▸ **Passage shown**:
==========

Singapore is likely to tighten monetary policy this month, for the sixth time in a row, amid persistent price pressures in the Asian financial hub due to global supply chain disruptions.
Eleven out of the 17 analysts polled by Reuters expect the Monetary Authority of Singapore (MAS) would tighten its policy, perhaps for the last time in the current cycle in April, citing the need to tame the persistent elevated inflation.
Among the 11 analysts who see tightening, five think the MAS would steepen the slope only while six think that it would only upwardly re-centre the mid-point of the band.
Adjusting the mid-point is typically seen as a more “aggressive” tool than adjusting the slope.
Instead of interest rates, the MAS manages policy by letting the local dollar rise or fall against the currencies of its main trading partners within an undisclosed band, known as the Singapore dollar Nominal Effective Exchange Rate, or S$NEER.
It adjusts its policy via three levers: The slope, mid-point and width of the policy band.
“We firmly believe that policymakers were much more concerned about near-term price pressures last year. We see concerns shifting to the medium-term, hence the return to slope steepening,” said analysts at the Bank of America.
Six analysts expect no change to monetary policy at all, citing the weak economic outlook.

==========

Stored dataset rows
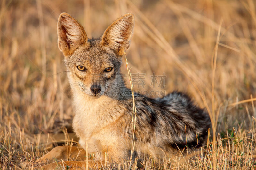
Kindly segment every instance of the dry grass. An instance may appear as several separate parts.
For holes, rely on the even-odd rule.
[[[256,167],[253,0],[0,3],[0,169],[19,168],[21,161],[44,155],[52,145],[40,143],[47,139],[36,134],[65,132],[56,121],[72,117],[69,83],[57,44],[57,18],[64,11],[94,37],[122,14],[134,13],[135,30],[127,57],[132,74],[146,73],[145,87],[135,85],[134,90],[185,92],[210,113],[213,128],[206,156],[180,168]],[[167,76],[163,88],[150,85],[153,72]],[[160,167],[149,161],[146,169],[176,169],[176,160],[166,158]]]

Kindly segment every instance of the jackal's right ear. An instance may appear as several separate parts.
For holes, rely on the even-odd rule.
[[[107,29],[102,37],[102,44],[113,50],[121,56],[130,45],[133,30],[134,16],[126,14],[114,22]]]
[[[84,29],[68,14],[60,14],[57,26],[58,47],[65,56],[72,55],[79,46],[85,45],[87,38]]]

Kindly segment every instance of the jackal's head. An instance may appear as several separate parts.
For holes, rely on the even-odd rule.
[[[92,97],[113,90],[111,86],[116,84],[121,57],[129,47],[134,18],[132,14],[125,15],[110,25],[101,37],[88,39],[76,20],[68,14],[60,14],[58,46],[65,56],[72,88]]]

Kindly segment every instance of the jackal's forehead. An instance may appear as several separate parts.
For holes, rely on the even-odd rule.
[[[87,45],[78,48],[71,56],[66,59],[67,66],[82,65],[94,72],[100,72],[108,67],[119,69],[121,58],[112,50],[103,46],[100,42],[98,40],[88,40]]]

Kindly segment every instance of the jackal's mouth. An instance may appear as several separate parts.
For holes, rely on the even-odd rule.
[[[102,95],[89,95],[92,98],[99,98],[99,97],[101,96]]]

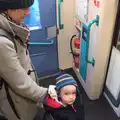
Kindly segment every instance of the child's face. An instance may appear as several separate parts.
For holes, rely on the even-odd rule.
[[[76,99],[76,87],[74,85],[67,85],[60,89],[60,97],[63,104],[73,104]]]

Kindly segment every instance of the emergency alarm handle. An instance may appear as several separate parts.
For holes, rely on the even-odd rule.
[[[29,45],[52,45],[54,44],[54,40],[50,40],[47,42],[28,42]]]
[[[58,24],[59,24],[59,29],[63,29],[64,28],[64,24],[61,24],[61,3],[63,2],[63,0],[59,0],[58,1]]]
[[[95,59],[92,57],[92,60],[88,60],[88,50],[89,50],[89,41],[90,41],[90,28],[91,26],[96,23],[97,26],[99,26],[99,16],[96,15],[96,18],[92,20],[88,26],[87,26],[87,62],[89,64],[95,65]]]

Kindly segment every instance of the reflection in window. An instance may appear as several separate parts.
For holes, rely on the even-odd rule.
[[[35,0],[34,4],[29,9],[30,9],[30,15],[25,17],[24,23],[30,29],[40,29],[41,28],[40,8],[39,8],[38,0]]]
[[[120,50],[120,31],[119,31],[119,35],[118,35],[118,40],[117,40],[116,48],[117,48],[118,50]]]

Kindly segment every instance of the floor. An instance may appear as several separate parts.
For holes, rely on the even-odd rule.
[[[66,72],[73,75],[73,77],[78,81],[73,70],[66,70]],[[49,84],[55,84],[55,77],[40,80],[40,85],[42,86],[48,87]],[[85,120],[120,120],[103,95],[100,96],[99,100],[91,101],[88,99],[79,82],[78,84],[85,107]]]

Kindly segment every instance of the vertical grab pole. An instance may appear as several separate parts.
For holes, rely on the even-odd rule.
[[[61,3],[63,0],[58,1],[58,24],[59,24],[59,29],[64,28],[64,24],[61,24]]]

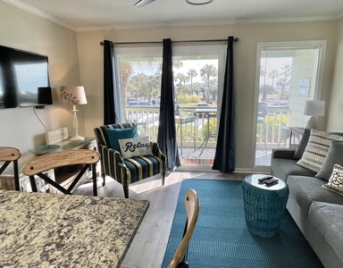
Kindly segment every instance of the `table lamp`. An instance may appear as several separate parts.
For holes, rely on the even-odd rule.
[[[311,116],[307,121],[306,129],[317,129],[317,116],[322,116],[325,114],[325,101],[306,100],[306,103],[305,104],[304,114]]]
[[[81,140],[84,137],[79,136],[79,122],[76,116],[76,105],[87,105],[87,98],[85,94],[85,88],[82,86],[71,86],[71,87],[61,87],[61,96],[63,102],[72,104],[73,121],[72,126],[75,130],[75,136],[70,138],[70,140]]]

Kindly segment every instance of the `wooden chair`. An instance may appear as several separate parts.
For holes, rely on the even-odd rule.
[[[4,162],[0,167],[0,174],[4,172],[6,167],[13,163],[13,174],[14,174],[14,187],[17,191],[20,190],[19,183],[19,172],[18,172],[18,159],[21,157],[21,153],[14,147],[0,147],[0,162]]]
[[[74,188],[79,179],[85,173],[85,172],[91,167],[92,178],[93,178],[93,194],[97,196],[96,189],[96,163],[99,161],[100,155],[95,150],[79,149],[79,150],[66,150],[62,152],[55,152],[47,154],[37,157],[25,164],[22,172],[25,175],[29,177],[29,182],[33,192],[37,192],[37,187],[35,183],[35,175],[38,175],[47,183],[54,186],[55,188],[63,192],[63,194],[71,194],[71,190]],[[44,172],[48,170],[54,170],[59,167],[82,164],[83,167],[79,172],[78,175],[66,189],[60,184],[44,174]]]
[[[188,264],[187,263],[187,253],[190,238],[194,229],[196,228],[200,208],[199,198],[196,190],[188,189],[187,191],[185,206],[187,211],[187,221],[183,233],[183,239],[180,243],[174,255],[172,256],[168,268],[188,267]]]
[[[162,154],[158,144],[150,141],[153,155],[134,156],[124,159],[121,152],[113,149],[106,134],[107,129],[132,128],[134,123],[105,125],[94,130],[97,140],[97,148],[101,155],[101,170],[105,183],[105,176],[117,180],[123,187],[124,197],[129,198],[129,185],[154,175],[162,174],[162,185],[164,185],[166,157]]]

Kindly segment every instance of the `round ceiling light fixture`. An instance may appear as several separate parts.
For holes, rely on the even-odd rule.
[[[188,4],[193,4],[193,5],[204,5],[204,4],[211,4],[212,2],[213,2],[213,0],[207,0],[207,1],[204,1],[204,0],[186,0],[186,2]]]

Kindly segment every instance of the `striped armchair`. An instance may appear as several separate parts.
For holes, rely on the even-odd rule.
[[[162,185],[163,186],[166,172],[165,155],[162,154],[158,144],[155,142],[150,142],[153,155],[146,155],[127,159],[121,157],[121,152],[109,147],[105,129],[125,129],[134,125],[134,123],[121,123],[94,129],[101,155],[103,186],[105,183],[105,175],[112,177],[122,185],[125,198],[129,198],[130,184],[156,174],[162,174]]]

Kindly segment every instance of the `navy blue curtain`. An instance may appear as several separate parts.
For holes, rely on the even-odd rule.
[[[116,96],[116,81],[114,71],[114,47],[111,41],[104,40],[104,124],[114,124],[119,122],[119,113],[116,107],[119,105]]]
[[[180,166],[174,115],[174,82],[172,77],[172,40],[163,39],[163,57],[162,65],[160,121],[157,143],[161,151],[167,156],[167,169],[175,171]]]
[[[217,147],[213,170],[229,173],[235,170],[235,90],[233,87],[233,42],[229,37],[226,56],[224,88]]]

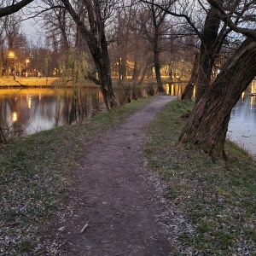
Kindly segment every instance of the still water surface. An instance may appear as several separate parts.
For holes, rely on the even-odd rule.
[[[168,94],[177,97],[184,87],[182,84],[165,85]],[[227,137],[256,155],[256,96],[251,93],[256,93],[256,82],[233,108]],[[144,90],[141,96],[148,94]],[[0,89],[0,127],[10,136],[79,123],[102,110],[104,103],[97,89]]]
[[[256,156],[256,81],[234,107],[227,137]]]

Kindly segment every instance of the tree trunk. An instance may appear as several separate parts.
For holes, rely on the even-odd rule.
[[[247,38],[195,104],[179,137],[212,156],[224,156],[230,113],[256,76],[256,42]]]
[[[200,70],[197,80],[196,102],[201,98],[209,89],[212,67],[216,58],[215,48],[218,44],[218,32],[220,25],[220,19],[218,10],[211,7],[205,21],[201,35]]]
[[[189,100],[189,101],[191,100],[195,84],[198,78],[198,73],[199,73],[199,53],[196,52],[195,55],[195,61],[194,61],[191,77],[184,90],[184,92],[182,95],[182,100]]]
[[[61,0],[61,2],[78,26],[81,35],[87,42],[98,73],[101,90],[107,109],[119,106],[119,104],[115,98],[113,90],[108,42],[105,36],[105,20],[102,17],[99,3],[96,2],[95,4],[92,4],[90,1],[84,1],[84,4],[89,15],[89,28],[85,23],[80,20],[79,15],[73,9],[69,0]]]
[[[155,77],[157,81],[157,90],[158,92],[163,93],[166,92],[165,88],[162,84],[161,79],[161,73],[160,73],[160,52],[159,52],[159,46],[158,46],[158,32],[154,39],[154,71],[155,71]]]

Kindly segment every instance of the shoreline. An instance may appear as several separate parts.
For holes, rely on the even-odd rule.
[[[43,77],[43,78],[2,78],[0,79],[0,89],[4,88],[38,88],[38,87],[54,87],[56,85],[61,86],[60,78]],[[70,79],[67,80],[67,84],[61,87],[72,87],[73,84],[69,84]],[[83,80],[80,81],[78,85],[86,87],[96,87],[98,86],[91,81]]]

==========

▸ **Task brief**:
In the passage on Singapore's monetary policy, what three levers does the MAS use to adjust its policy?

▸ **Expected output**:
The slope, mid-point and width of the policy band.